Directions for this task — In the hearing impairment abstract, how many studies did the data come from, and in how many countries were they carried out?

Passage provided —
* * * * * * * * *

Gretchen Stevens, Seth Flaxman, Emma Brunskill, Maya Mascarenhas, Colin D. Mathers, Mariel Finucane on behalf of the Global Burden of Disease Hearing Loss Expert Group
DOI: http://dx.doi.org/10.1093/eurpub/ckr176 ckr176 First published online: 24 December 2011


Background: Hearing impairment is a leading cause of disease burden, yet population-based studies that measure hearing impairment are rare. We estimate regional and global hearing impairment prevalence from sparse data and calculate corresponding uncertainty intervals. Methods: We accessed papers from a published literature review and obtained additional detailed data tabulations from investigators. We estimated the prevalence of hearing impairment by region, sex, age and hearing level using a Bayesian hierarchical model, a method that is effective for sparse data. As the primary objective of modelling was to produce regional and global prevalence estimates, including for those regions with scarce to no data, models were evaluated using cross-validation. Results: We used data from 42 studies, carried out between 1973 and 2010 in 29 countries. Hearing impairment was positively related to age, male sex and middle- and low-income regions. We estimated that the global prevalence of hearing impairment (defined as an average hearing level of 35 decibels or more in the better ear) in 2008 was 1.4% (95% uncertainty interval 1.0–2.2%) for children aged 5–14 years, 9.8% (7.7–13.2%) for females >15 years of age and 12.2% (9.7–16.2%) for males >15 years of age. The model exhibited good external validity in the cross-validation analysis, with 87% of survey estimates falling within our final model's 95% uncertainty intervals. Conclusion: Our results suggest that the prevalence of child and adult hearing impairment is substantially higher in middle- and low-income countries than in high-income countries, demonstrating the global need for attention to hearing impairment.

* * * * * * * * *

Provided material —
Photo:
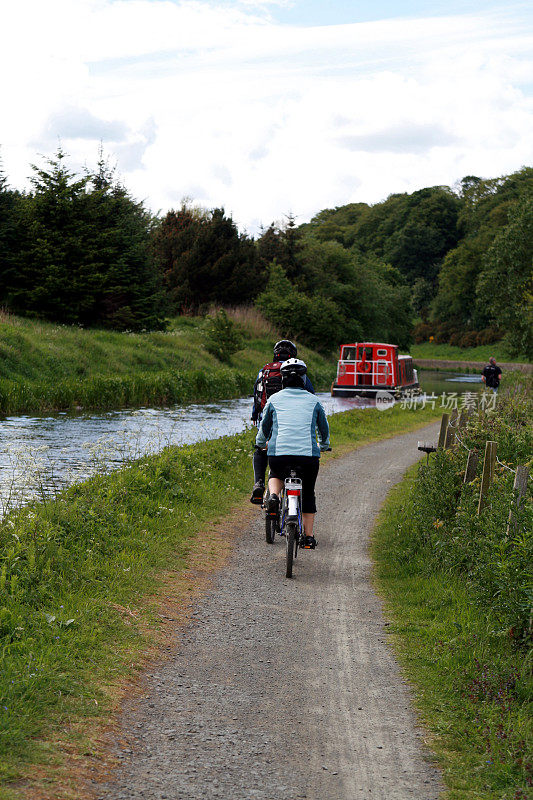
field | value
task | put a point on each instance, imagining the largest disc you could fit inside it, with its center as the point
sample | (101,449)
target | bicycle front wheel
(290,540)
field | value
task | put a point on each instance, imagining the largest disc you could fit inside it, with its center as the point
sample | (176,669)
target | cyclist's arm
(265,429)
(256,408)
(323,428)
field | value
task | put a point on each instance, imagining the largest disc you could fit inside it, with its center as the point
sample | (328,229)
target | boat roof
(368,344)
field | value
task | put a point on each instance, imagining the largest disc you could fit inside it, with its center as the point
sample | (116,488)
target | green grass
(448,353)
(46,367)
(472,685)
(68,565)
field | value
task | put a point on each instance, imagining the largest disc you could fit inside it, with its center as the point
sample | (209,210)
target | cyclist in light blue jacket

* * * * * * * * *

Result for this exercise — 42 studies, carried out in 29 countries.